> [What is being asked]: Where does the string "mast" appear in the listing below? Copy every line where it does.

Segment Start: Data for this task

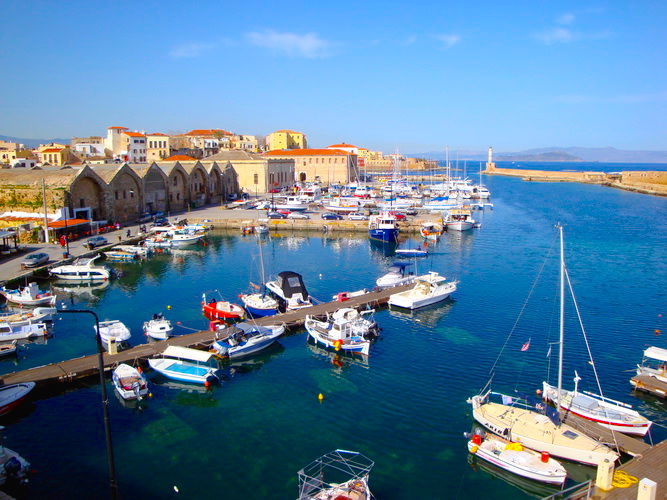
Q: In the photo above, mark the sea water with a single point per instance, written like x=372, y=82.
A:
x=405, y=405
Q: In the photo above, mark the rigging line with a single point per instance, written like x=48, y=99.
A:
x=523, y=307
x=590, y=355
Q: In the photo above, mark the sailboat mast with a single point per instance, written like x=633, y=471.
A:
x=562, y=316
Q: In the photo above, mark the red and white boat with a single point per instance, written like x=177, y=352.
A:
x=13, y=395
x=221, y=309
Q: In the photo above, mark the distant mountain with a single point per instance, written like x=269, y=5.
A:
x=604, y=155
x=550, y=156
x=32, y=143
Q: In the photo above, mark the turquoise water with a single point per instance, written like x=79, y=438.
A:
x=405, y=406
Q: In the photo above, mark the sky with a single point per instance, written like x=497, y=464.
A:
x=409, y=76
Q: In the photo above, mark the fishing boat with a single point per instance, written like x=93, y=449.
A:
x=532, y=424
x=428, y=289
x=82, y=269
x=129, y=382
x=113, y=330
x=158, y=327
x=605, y=411
x=396, y=275
x=338, y=475
x=337, y=333
x=221, y=309
x=517, y=459
x=13, y=395
x=288, y=288
x=243, y=339
x=186, y=365
x=13, y=467
x=29, y=295
x=383, y=227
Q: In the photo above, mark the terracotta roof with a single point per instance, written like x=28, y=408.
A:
x=180, y=158
x=307, y=152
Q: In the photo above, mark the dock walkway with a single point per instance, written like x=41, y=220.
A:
x=86, y=366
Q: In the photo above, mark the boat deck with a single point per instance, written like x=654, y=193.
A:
x=75, y=369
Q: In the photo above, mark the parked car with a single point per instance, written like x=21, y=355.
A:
x=35, y=259
x=96, y=241
x=276, y=215
x=298, y=215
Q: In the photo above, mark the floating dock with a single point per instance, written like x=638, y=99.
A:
x=76, y=369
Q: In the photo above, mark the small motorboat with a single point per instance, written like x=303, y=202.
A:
x=13, y=395
x=29, y=295
x=221, y=309
x=428, y=289
x=340, y=474
x=243, y=339
x=129, y=382
x=13, y=467
x=114, y=331
x=186, y=365
x=396, y=275
x=159, y=327
x=515, y=458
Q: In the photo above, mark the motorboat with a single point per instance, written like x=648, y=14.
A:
x=186, y=365
x=337, y=333
x=13, y=467
x=12, y=331
x=29, y=295
x=383, y=227
x=243, y=339
x=82, y=269
x=113, y=330
x=288, y=288
x=13, y=395
x=606, y=412
x=428, y=289
x=129, y=382
x=517, y=459
x=396, y=275
x=339, y=475
x=220, y=309
x=158, y=327
x=458, y=219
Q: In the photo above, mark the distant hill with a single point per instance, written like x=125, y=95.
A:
x=32, y=143
x=550, y=156
x=603, y=155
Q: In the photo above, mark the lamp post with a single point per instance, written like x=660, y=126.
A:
x=105, y=400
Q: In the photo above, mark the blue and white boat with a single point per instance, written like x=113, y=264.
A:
x=243, y=339
x=383, y=227
x=186, y=365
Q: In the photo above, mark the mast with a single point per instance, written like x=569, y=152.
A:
x=562, y=316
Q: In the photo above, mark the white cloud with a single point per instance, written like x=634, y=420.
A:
x=448, y=41
x=309, y=45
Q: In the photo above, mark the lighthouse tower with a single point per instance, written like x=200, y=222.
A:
x=489, y=162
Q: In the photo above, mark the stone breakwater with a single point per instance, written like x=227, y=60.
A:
x=648, y=182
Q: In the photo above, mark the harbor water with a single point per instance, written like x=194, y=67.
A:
x=405, y=405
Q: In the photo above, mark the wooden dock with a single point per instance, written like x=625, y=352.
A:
x=76, y=369
x=649, y=384
x=651, y=465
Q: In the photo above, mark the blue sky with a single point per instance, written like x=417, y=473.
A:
x=382, y=75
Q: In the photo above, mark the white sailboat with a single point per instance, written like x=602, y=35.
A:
x=516, y=420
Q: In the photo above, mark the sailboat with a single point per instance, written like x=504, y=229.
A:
x=518, y=419
x=261, y=303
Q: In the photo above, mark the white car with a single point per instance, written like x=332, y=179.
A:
x=298, y=215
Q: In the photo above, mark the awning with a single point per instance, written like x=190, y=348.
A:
x=187, y=353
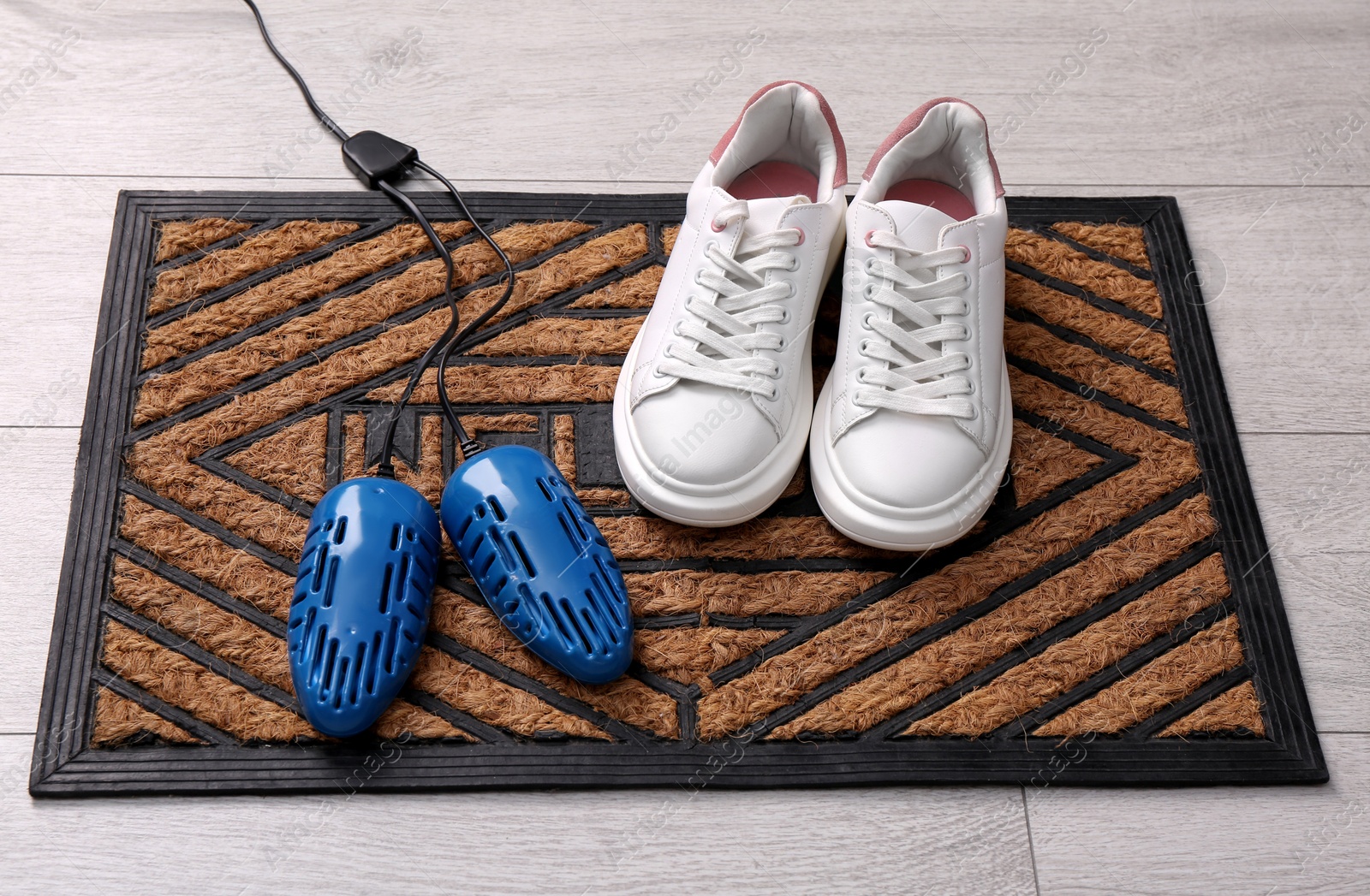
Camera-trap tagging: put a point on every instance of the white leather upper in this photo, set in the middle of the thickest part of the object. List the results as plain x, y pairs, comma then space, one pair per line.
702, 435
897, 460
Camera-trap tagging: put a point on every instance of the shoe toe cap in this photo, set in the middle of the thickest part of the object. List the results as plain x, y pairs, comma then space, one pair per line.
908, 462
702, 435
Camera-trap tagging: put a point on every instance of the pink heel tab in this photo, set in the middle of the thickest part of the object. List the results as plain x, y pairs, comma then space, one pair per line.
839, 175
914, 120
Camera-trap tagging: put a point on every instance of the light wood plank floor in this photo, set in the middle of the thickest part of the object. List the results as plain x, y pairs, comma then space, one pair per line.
1254, 114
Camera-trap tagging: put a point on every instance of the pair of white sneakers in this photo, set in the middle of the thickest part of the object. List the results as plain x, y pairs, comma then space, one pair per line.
910, 436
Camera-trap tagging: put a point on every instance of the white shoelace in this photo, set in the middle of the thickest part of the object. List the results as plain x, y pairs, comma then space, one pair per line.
725, 333
915, 377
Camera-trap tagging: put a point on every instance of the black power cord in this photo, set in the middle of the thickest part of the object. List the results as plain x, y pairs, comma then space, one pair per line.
380, 162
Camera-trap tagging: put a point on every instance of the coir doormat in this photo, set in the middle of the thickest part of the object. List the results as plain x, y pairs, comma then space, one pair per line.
1113, 620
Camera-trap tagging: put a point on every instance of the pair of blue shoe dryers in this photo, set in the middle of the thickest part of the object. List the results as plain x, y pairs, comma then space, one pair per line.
370, 562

Segment End: Data for this task

> [Answer for this exercise]:
Q: In the photo above, mark the sailboat mast with a single point per instance, written like x=633, y=471.
Q: In the photo above, mark the mast with a single point per instance, written like x=569, y=152.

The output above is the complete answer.